** start PROVIDED PASSAGE **
I had a non-lucid where I was laying in a narrow bed in a narrow room and I was about to get some orange juice from a near by cupboard, it was dark in there, my father entered, forgot what he told me. When he left I tried opening the cupboard to get a drink of orange juice.

In another non-lucid I was sitting in chorus I think and directly in front of me some distance away was my crush, she began smiling and waving at me, I waved back, then I began to cry or at least tried to cry.

----------


## LucidDreamGod

Well I had 3 interesting and very vivid lucid dreams this morning after a random deild and not attempting one in many months.

I remember some interesting things before these dreams, I had just gone to sleep after waking up at 10:30 am from my dog licking me in the face and falling asleep into a huge R.E.M. period.

I was playing some kind of quake game, the person was like reviewing it well my character moved around, they said how safe the game made them feel, that they could hide well, and play around with the movements a lot of times. The game was really vivid, next thing I remember is a guy handing out free video games to a group of people out of a plastic bag.
** end PROVIDED PASSAGE **
** start DATA SHOWN **
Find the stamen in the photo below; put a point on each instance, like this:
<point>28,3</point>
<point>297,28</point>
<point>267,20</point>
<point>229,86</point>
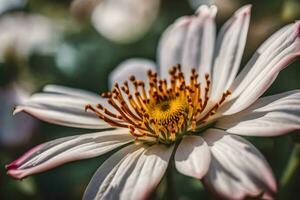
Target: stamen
<point>164,112</point>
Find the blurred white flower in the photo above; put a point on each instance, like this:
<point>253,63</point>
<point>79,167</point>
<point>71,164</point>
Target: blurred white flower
<point>197,110</point>
<point>23,34</point>
<point>121,21</point>
<point>6,5</point>
<point>124,20</point>
<point>14,130</point>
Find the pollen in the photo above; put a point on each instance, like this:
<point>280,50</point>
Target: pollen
<point>162,111</point>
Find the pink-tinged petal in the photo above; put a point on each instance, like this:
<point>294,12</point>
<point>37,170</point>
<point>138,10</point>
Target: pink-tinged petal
<point>65,107</point>
<point>73,92</point>
<point>237,168</point>
<point>135,66</point>
<point>131,173</point>
<point>57,152</point>
<point>190,42</point>
<point>198,47</point>
<point>269,116</point>
<point>260,72</point>
<point>170,46</point>
<point>192,157</point>
<point>229,51</point>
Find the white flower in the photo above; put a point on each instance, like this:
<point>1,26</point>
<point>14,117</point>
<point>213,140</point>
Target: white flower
<point>201,108</point>
<point>14,130</point>
<point>121,21</point>
<point>24,34</point>
<point>6,5</point>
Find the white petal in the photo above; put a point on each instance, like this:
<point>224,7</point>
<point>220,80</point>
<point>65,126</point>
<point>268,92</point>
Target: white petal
<point>190,42</point>
<point>57,152</point>
<point>131,173</point>
<point>237,168</point>
<point>268,116</point>
<point>170,48</point>
<point>199,43</point>
<point>192,157</point>
<point>135,66</point>
<point>229,50</point>
<point>74,92</point>
<point>63,110</point>
<point>260,72</point>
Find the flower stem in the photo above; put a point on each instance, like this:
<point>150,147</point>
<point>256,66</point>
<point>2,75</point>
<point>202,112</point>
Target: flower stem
<point>170,187</point>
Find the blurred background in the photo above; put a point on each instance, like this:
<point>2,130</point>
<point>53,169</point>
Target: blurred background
<point>64,42</point>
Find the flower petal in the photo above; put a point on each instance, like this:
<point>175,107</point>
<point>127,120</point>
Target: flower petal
<point>229,50</point>
<point>268,116</point>
<point>170,46</point>
<point>57,152</point>
<point>135,66</point>
<point>237,168</point>
<point>260,72</point>
<point>74,92</point>
<point>192,157</point>
<point>198,47</point>
<point>65,107</point>
<point>131,173</point>
<point>189,41</point>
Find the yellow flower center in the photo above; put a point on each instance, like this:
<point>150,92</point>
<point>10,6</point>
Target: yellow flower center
<point>162,113</point>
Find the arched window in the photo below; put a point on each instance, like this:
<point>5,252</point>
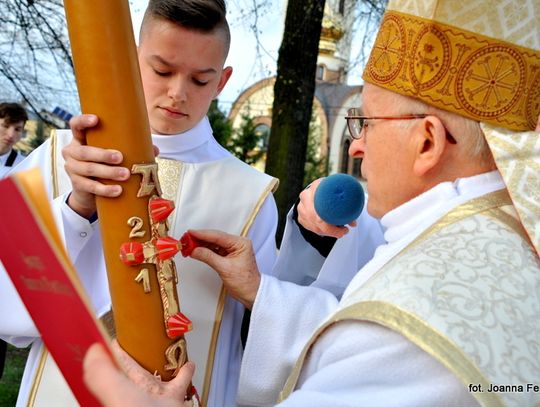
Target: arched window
<point>344,167</point>
<point>262,131</point>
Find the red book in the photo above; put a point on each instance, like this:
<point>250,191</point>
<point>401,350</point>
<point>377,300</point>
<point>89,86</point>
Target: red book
<point>35,259</point>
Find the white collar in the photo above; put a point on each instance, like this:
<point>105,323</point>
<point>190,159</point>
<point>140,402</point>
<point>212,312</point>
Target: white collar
<point>432,204</point>
<point>407,221</point>
<point>182,142</point>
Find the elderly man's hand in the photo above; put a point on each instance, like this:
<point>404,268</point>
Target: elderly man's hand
<point>113,389</point>
<point>308,218</point>
<point>85,163</point>
<point>233,259</point>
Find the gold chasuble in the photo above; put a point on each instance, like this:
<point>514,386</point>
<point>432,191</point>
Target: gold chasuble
<point>465,292</point>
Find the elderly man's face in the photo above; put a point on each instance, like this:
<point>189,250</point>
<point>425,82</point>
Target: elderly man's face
<point>386,151</point>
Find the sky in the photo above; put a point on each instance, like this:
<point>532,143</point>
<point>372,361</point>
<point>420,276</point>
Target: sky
<point>249,63</point>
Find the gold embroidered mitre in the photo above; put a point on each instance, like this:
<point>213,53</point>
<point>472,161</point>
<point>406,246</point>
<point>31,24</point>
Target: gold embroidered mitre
<point>480,59</point>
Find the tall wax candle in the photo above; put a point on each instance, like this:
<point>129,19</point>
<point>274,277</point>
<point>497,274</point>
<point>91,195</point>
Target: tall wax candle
<point>142,276</point>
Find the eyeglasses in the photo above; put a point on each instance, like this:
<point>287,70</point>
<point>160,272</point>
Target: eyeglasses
<point>356,122</point>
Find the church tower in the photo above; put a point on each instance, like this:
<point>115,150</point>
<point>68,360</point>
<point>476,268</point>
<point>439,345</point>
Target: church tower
<point>335,42</point>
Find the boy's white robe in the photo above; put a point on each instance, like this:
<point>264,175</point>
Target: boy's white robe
<point>354,363</point>
<point>195,146</point>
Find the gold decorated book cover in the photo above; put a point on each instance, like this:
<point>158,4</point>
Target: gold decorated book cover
<point>34,257</point>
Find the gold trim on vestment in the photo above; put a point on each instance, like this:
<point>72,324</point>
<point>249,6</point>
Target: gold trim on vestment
<point>43,357</point>
<point>405,323</point>
<point>272,186</point>
<point>485,79</point>
<point>170,174</point>
<point>37,377</point>
<point>414,329</point>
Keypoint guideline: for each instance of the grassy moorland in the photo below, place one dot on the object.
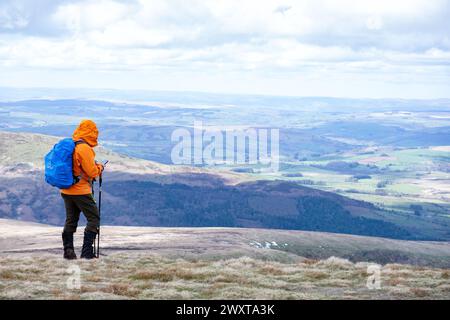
(147, 276)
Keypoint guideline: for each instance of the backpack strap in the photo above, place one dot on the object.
(77, 179)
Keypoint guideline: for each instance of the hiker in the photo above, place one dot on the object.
(79, 197)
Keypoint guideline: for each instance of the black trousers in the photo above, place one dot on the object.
(75, 204)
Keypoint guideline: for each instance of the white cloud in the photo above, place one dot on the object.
(380, 39)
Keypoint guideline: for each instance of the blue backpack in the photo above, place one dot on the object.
(59, 164)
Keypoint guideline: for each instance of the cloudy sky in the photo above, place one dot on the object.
(363, 48)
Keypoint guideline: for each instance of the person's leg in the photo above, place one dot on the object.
(72, 217)
(89, 208)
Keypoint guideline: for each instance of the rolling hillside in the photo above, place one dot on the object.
(145, 193)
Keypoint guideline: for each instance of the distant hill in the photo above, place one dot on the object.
(144, 193)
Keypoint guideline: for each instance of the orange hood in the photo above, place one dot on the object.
(87, 130)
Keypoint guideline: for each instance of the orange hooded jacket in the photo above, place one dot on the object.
(84, 159)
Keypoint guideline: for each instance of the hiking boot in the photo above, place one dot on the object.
(69, 252)
(87, 252)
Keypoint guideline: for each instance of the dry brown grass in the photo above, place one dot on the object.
(141, 276)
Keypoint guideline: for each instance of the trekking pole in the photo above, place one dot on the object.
(99, 210)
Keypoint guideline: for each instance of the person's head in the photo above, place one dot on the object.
(87, 130)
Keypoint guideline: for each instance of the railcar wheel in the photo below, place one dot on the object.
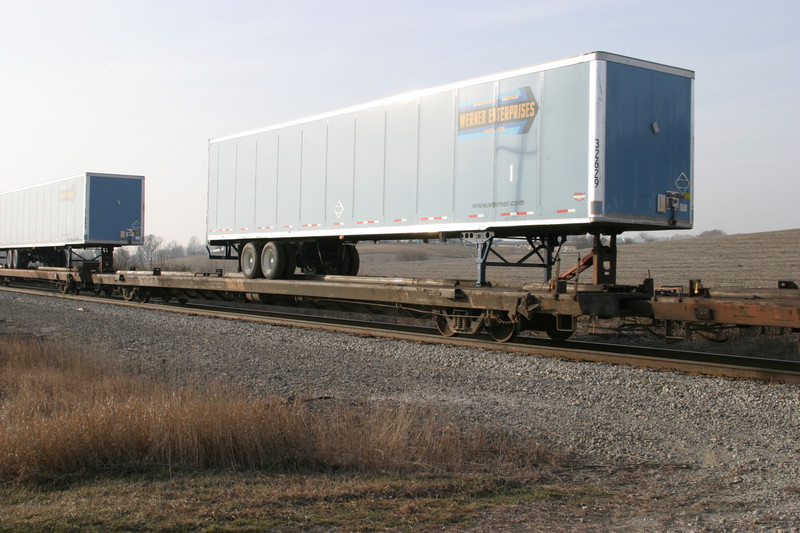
(69, 286)
(557, 334)
(273, 260)
(250, 260)
(503, 332)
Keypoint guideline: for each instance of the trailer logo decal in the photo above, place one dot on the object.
(682, 183)
(338, 209)
(511, 113)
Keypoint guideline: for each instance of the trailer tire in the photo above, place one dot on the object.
(273, 260)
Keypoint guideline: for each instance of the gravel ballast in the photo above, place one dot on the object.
(687, 453)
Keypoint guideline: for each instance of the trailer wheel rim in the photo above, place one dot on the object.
(249, 260)
(273, 260)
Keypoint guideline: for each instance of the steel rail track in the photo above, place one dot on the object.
(706, 363)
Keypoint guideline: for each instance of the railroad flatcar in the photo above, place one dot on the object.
(45, 223)
(598, 143)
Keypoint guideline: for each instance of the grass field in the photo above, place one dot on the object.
(86, 444)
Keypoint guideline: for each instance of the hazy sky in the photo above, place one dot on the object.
(138, 87)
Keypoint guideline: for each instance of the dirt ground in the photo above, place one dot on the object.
(744, 260)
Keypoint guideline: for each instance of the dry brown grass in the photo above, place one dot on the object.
(67, 414)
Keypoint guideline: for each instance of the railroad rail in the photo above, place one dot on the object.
(712, 364)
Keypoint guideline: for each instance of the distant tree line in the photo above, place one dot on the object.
(153, 251)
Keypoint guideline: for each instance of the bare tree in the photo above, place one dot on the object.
(195, 246)
(147, 251)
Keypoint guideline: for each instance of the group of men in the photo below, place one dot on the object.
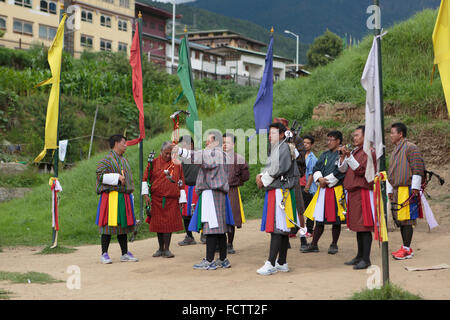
(198, 190)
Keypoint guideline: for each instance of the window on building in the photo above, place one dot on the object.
(86, 41)
(24, 3)
(86, 16)
(105, 45)
(105, 21)
(2, 23)
(23, 27)
(46, 32)
(123, 47)
(124, 3)
(123, 25)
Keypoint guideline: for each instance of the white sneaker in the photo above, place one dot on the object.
(266, 269)
(128, 257)
(282, 268)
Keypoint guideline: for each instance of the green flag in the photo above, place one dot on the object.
(187, 83)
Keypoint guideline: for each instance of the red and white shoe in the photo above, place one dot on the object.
(403, 254)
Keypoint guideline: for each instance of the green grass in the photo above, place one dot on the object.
(29, 277)
(4, 295)
(57, 250)
(407, 63)
(387, 292)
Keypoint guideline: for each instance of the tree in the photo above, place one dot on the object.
(327, 44)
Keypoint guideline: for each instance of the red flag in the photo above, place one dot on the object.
(136, 69)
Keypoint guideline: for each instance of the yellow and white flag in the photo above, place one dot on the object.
(441, 44)
(54, 60)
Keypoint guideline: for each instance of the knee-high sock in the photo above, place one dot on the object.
(186, 221)
(366, 238)
(318, 230)
(335, 233)
(275, 245)
(160, 241)
(231, 235)
(407, 232)
(123, 242)
(283, 250)
(166, 240)
(222, 240)
(105, 240)
(211, 243)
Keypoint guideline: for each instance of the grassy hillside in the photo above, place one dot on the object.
(407, 63)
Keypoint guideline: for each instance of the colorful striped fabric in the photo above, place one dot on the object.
(268, 220)
(411, 211)
(324, 204)
(115, 209)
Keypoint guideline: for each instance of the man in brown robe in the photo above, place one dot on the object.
(359, 197)
(238, 173)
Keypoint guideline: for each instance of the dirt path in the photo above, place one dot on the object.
(312, 276)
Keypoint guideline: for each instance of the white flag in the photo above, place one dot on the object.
(373, 136)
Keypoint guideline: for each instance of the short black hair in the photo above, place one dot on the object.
(229, 135)
(115, 138)
(335, 134)
(217, 135)
(310, 138)
(278, 125)
(400, 127)
(363, 128)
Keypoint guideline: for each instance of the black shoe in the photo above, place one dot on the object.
(333, 249)
(361, 265)
(353, 261)
(311, 248)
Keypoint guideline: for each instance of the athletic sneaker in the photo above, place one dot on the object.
(267, 269)
(128, 257)
(403, 254)
(187, 241)
(205, 265)
(282, 268)
(224, 264)
(105, 259)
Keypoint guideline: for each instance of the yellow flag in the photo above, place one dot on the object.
(54, 60)
(441, 44)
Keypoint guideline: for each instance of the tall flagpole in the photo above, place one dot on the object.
(384, 244)
(141, 143)
(56, 155)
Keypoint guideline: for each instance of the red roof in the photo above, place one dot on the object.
(155, 11)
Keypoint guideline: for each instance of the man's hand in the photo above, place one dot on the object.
(323, 182)
(259, 181)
** end DATA SHOWN **
Quote the entire dream journal thread above, word for word.

I had a non-lucid where I was laying in a narrow bed in a narrow room and I was about to get some orange juice from a near by cupboard, it was dark in there, my father entered, forgot what he told me. When he left I tried opening the cupboard to get a drink of orange juice.

In another non-lucid I was sitting in chorus I think and directly in front of me some distance away was my crush, she began smiling and waving at me, I waved back, then I began to cry or at least tried to cry.

----------


## LucidDreamGod

Well I had 3 interesting and very vivid lucid dreams this morning after a random deild and not attempting one in many months.

I remember some interesting things before these dreams, I had just gone to sleep after waking up at 10:30 am from my dog licking me in the face and falling asleep into a huge R.E.M. period.

I was playing some kind of quake game, the person was like reviewing it well my character moved around, they said how safe the game made them feel, that they could hide well, and play around with the movements a lot of times. The game was really vivid, next thing I remember is a guy handing out free video games to a group of people out of a plastic bag.